Two articles mentioned in a previous update have seen the light of day and are now published. Here are the abstracts:
Beyond Critique: The Partners for Change Outcome Management System as an Alternative Paradigm to Psychiatric Diagnosis...Barry Duncan, Jacqueline Sparks, & Sami Timimi
Critics claim that current psychiatric diagnostic systems lack reliability, validity, and clinical utility; are incompatible with known evidence of how change occurs in psychotherapy; are compromised by bias; and risk harmful effects for clients. This article argues that the Partners for Change Outcome Management System (PCOMS), a transparent, egalitarian process
that collects and utilizes client feedback at each session, convincingly addresses these concerns. Furthermore, it suggests that PCOMS offers a viable alternative to the reimbursement and administrative functions of the Diagnostic and Statistical Manual of Mental Disorders and the International Classification of Diseases . The authors propose that PCOMS represents a
radical realignment of the practitioner/client relationship via full, dialogical partnership at every level of psychotherapy practice and thus constitutes a step toward a new paradigm that reconnects psychotherapy and humanistic
psychology with its core relational values.
Patient Feedback as a Quality Improvement Strategy in an Acute Care, Inpatient Unit: An Investigation of Outcome and Readmission Rates...Jeff Reese, Barry Duncan, et al.

RAW DATA >>
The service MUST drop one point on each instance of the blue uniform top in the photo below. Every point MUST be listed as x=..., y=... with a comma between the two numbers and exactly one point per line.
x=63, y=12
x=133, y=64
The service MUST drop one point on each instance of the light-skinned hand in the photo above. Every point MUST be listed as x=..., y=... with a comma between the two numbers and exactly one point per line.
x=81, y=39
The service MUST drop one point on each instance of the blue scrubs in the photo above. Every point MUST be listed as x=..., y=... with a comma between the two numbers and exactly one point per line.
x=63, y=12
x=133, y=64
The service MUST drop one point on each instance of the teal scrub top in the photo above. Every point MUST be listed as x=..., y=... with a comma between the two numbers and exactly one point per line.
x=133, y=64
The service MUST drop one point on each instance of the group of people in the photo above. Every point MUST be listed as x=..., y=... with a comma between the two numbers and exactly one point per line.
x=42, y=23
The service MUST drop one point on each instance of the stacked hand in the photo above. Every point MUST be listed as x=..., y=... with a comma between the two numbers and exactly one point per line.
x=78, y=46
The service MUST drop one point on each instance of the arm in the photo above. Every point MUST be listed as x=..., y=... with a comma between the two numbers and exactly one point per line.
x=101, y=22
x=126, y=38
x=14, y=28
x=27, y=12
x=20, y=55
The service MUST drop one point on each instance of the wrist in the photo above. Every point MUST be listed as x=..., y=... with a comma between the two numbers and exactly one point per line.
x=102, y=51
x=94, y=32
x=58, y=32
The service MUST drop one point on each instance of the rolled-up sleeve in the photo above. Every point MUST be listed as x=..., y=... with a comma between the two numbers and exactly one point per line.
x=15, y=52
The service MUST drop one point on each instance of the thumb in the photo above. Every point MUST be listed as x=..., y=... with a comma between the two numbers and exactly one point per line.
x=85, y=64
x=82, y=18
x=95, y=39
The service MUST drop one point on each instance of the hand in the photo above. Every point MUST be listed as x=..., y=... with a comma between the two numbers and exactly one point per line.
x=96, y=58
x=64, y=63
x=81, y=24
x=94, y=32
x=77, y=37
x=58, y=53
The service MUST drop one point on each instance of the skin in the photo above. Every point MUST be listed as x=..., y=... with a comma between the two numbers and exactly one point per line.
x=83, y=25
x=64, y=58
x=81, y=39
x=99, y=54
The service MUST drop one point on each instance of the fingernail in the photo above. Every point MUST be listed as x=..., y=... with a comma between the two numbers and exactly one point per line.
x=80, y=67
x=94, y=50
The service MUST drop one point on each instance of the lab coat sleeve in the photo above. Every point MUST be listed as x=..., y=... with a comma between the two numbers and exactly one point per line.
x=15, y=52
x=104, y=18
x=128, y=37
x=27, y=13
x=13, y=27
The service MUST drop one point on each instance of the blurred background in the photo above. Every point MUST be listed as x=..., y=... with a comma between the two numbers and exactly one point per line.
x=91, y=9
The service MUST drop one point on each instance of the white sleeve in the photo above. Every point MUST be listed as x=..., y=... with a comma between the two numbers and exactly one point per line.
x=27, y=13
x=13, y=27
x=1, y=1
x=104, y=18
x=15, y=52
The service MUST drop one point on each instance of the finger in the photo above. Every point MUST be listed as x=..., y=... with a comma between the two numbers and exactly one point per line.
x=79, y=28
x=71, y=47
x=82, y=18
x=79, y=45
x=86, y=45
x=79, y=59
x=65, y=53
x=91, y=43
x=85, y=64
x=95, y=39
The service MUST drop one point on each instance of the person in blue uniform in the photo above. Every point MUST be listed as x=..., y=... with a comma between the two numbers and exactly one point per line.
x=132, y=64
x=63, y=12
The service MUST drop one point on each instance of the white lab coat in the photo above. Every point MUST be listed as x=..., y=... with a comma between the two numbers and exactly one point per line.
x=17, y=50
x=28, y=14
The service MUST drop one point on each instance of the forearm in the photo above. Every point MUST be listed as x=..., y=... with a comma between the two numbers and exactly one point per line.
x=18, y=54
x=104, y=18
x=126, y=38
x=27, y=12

ACTIVITY >>
Translate this sentence from the update on two newly published articles into Spanish: "Critics claim that current psychiatric diagnostic systems lack reliability, validity, and clinical utility; are incompatible with known evidence of how change occurs in psychotherapy; are compromised by bias; and risk harmful effects for clients."

SOLUTION TO THE EXERCISE >>
Los críticos afirman que los sistemas actuales de diagnóstico psiquiátrico carecen de fiabilidad, validez y utilidad clínica; son incompatibles con la evidencia conocida sobre cómo se produce el cambio en la psicoterapia; están comprometidos por sesgos; y conllevan el riesgo de efectos perjudiciales para los clientes.